[Saved entries]
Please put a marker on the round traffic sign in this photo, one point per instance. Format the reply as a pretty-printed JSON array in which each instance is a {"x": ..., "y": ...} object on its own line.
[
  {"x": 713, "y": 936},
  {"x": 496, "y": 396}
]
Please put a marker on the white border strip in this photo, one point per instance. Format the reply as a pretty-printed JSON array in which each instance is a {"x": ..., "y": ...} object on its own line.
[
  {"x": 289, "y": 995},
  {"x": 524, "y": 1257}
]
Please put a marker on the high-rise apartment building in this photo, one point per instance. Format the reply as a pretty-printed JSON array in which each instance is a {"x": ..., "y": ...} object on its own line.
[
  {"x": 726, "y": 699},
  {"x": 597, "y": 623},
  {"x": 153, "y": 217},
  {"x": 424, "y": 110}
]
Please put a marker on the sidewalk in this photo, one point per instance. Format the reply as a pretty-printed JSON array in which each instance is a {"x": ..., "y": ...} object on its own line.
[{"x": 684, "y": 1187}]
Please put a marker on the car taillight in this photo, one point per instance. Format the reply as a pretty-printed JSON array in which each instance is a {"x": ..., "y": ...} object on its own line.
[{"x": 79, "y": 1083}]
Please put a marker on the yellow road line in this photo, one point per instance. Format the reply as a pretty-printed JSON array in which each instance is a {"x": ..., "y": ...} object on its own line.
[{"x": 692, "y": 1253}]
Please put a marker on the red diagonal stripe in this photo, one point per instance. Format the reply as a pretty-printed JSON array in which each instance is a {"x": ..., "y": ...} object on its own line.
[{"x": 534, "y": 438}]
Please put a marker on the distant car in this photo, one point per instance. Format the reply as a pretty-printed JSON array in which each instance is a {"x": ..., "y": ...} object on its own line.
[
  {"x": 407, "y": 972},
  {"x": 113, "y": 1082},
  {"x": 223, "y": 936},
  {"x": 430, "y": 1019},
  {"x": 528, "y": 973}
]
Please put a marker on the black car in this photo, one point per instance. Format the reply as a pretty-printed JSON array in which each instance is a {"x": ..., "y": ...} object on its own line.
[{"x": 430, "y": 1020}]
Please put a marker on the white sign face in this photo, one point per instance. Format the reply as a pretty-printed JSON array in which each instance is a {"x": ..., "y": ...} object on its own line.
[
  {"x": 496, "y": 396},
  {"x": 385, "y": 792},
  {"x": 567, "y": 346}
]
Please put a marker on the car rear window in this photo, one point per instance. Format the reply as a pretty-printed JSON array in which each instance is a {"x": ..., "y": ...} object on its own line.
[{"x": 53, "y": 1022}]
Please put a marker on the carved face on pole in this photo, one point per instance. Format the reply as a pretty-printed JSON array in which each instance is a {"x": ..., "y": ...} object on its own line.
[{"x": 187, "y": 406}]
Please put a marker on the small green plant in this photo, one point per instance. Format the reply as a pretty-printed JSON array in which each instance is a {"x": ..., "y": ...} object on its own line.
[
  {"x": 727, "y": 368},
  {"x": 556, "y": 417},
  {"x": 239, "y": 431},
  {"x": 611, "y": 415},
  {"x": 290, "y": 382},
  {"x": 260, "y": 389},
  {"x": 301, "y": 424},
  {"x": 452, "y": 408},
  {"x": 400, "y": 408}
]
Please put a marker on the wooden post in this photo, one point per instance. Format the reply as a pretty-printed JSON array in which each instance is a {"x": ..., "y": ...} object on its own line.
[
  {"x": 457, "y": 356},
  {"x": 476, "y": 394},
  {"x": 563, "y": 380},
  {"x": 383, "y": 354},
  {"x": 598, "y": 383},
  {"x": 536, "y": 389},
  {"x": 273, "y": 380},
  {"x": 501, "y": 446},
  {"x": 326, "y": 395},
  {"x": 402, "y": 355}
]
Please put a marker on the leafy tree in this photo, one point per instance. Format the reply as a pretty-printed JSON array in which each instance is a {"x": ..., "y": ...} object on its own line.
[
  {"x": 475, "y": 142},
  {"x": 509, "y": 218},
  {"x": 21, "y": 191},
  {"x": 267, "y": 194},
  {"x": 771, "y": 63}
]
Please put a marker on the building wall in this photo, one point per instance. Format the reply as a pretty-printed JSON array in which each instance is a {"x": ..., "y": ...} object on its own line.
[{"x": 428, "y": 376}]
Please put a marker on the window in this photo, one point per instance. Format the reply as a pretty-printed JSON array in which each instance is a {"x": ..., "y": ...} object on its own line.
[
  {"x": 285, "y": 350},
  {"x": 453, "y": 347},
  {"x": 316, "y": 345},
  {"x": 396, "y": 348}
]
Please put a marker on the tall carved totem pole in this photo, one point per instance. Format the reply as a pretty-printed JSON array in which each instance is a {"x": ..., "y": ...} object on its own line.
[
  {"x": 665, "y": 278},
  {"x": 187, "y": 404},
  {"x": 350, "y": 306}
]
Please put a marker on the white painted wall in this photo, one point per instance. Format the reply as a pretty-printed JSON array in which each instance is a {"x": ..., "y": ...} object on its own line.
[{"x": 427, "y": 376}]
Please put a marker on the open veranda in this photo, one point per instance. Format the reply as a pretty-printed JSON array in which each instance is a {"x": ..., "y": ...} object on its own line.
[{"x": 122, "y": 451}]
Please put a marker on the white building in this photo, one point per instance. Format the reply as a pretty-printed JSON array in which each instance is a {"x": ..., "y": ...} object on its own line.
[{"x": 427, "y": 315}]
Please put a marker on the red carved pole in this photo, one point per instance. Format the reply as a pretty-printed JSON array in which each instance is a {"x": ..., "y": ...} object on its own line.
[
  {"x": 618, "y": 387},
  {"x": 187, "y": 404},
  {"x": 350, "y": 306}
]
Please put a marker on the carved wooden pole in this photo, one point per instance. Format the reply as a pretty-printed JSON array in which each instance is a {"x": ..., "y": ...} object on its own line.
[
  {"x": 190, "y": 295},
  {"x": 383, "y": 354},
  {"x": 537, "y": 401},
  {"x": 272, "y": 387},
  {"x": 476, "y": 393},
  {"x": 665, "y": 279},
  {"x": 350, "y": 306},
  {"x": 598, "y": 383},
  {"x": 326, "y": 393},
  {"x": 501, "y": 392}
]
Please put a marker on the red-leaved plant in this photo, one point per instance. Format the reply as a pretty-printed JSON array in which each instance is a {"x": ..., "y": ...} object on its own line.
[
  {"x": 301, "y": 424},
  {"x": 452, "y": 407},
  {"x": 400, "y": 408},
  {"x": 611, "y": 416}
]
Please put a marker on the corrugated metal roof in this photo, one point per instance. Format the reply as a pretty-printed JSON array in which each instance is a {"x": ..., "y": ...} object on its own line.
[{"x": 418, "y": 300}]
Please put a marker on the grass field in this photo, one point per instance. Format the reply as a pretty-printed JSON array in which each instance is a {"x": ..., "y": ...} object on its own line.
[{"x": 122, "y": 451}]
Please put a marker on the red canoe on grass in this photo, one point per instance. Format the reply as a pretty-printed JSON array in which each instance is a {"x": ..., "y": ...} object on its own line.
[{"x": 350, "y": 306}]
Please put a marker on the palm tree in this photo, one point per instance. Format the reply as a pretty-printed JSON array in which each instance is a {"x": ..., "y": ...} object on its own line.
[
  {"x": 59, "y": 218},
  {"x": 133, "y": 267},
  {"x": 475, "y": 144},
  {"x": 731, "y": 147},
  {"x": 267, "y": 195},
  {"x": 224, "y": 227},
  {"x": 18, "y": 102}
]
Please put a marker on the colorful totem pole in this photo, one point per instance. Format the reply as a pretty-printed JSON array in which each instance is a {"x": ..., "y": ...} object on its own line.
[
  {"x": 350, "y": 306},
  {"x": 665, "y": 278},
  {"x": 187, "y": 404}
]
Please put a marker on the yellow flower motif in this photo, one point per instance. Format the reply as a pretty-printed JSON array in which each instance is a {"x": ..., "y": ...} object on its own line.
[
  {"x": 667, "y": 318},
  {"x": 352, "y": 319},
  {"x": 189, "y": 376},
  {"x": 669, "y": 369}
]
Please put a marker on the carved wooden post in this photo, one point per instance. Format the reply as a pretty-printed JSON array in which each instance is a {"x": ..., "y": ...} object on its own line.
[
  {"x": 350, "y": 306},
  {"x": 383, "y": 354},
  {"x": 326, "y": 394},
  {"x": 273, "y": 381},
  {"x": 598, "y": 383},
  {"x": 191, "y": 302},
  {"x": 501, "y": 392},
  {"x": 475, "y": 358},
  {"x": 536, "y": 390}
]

> **Exercise requirements**:
Nothing but the lines from the one containing "Please put a marker on the yellow flower" through the last line of the data above should be set down, word for word.

> **Exercise result**:
Please put a marker on the yellow flower motif in this photo, one point per instance. Format the reply as a pretty-printed JSON array in which each instance is a {"x": ..., "y": ...} object on its own line.
[
  {"x": 667, "y": 318},
  {"x": 352, "y": 319},
  {"x": 189, "y": 376},
  {"x": 669, "y": 369}
]
Please put a marker on the carved wooden post in this photo, one point per instance. Format the reply as a pretty-printed JSON array in which each instance is a {"x": ..., "y": ...} object on its own line.
[
  {"x": 350, "y": 306},
  {"x": 383, "y": 354},
  {"x": 326, "y": 394},
  {"x": 273, "y": 381},
  {"x": 598, "y": 383},
  {"x": 191, "y": 302},
  {"x": 501, "y": 392},
  {"x": 475, "y": 358},
  {"x": 536, "y": 390}
]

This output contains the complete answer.